TASK
Precisely the lines from the one with "garage door visible in the provided image." through the end of the data, both included, must make up the response, each restated word for word.

----

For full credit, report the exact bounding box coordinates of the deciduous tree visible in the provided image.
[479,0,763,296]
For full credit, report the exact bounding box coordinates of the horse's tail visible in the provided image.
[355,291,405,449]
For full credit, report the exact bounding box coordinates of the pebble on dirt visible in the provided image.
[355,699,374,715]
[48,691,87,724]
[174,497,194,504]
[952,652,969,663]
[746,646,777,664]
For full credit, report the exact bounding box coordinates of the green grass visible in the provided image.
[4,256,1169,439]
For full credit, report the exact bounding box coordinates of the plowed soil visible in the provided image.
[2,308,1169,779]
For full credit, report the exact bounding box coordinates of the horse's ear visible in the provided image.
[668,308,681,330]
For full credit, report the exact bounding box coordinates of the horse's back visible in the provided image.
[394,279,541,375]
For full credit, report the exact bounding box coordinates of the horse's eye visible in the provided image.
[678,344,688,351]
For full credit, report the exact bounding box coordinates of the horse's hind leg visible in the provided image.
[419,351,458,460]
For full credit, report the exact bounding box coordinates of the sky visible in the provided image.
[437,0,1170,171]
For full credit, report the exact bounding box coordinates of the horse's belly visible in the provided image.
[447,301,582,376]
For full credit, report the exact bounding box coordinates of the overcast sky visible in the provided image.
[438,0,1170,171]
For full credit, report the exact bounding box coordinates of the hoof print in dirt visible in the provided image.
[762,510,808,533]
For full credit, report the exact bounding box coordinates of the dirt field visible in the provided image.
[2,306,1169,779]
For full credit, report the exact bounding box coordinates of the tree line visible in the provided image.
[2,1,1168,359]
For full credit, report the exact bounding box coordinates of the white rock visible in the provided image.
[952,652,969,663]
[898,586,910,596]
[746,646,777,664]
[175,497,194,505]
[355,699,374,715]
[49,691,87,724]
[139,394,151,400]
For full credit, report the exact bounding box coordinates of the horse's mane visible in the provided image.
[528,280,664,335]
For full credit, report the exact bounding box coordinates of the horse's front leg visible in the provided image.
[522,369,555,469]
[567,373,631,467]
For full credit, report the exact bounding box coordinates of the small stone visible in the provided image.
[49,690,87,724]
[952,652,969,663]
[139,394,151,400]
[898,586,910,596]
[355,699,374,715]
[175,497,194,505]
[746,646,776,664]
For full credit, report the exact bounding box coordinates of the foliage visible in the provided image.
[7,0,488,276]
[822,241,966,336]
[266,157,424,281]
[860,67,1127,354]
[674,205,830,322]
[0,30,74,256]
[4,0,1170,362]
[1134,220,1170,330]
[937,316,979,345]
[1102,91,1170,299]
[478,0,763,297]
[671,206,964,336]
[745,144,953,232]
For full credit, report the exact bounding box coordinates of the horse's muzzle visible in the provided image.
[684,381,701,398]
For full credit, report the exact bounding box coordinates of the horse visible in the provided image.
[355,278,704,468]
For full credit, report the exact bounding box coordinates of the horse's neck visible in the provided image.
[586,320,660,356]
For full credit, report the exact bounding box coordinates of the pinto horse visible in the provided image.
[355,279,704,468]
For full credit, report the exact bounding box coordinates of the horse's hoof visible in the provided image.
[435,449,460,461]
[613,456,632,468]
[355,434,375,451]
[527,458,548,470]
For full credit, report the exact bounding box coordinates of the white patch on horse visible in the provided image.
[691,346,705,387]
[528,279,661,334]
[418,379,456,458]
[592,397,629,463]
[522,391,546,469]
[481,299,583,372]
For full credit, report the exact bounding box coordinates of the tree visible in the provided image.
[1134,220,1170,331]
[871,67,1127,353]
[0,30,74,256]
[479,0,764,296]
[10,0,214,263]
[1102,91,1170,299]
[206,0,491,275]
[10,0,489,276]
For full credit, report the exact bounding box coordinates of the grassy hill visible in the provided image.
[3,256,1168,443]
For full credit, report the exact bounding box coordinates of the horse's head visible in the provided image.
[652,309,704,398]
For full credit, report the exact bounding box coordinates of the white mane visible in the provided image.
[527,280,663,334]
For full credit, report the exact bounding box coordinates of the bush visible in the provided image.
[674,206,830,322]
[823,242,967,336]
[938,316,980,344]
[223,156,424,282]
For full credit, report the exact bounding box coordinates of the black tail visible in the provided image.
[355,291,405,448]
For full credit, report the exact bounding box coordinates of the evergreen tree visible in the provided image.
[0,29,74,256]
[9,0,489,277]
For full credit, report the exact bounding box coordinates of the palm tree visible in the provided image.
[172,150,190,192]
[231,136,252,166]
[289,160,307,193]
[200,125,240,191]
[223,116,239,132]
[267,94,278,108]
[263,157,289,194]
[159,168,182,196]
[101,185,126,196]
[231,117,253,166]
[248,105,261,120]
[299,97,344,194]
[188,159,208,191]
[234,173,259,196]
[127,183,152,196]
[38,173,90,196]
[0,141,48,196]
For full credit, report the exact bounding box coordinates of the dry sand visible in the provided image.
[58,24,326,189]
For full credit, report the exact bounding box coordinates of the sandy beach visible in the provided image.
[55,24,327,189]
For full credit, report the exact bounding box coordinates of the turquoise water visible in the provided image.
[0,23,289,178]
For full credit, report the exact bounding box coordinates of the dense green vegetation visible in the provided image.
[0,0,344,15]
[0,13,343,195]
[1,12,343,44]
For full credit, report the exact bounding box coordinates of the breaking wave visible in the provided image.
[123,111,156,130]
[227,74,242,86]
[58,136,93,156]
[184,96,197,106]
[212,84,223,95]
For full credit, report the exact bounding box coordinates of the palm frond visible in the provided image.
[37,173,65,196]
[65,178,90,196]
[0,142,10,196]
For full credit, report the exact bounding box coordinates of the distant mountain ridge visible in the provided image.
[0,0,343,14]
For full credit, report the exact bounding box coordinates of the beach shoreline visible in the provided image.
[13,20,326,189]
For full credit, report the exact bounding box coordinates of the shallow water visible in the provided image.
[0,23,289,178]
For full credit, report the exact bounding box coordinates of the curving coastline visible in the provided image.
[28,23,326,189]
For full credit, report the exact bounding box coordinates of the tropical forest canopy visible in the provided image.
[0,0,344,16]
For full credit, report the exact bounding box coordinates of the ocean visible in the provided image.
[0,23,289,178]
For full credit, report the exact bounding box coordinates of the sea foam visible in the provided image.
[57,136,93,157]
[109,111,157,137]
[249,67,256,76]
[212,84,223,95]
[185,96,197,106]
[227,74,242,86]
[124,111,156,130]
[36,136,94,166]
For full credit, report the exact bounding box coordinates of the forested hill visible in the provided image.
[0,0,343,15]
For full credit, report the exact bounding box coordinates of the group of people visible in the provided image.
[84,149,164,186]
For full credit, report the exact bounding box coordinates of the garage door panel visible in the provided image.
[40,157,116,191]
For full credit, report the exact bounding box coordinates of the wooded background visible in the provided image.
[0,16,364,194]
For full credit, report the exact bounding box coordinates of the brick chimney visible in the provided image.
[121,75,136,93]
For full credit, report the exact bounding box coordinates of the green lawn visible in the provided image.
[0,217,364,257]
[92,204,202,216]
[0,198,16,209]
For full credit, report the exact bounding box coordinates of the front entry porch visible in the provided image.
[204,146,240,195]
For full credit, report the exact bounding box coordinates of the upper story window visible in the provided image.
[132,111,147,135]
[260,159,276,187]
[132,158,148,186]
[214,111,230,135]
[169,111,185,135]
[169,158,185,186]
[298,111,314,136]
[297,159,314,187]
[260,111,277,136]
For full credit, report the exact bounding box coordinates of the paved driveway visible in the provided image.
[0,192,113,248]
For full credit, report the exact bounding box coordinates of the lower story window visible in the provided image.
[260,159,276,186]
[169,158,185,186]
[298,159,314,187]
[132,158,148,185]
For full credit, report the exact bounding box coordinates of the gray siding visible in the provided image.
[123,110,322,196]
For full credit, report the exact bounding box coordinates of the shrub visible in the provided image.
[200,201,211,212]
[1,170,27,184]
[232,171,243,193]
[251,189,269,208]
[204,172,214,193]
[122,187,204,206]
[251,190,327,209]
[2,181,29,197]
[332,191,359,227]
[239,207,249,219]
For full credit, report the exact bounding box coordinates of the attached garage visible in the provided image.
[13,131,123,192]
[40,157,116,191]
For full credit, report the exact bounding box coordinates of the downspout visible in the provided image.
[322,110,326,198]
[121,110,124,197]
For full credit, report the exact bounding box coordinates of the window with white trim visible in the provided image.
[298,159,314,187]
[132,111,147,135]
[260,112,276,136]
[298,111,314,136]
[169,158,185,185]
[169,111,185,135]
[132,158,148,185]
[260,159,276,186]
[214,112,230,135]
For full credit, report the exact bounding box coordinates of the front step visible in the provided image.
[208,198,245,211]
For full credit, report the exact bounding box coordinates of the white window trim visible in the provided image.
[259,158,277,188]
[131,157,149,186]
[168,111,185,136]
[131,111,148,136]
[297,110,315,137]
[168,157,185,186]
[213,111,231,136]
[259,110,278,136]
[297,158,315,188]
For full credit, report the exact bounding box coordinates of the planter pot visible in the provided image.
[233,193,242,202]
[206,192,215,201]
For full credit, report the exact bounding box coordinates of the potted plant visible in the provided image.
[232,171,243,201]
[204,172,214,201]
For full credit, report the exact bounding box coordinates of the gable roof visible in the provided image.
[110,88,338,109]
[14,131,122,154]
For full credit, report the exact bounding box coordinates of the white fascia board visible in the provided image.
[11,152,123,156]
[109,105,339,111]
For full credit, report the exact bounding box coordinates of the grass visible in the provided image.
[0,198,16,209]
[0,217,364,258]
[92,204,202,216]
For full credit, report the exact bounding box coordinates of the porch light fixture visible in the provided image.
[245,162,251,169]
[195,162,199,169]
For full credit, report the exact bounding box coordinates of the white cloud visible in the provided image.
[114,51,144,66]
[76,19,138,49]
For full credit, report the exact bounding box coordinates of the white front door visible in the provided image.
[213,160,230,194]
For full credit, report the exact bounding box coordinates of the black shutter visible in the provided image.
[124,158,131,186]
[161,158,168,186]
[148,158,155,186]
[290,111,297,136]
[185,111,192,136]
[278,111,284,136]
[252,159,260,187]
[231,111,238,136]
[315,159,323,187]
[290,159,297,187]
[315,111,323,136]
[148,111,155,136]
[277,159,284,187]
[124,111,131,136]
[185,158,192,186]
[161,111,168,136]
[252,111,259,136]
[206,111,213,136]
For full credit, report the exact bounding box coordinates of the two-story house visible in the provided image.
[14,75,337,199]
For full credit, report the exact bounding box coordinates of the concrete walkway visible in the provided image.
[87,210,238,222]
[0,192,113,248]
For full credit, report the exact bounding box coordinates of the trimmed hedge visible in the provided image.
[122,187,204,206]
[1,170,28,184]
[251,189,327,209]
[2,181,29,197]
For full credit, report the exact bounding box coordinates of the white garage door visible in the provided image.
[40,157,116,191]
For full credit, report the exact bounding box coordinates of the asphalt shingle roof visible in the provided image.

----

WRITTEN ANSWER
For full credit, report the exact bounding box coordinates of the white garage door visible in the provided image.
[40,157,116,191]
For full credit, report the exact bounding box coordinates of the asphalt shingle roof visible in the provided image.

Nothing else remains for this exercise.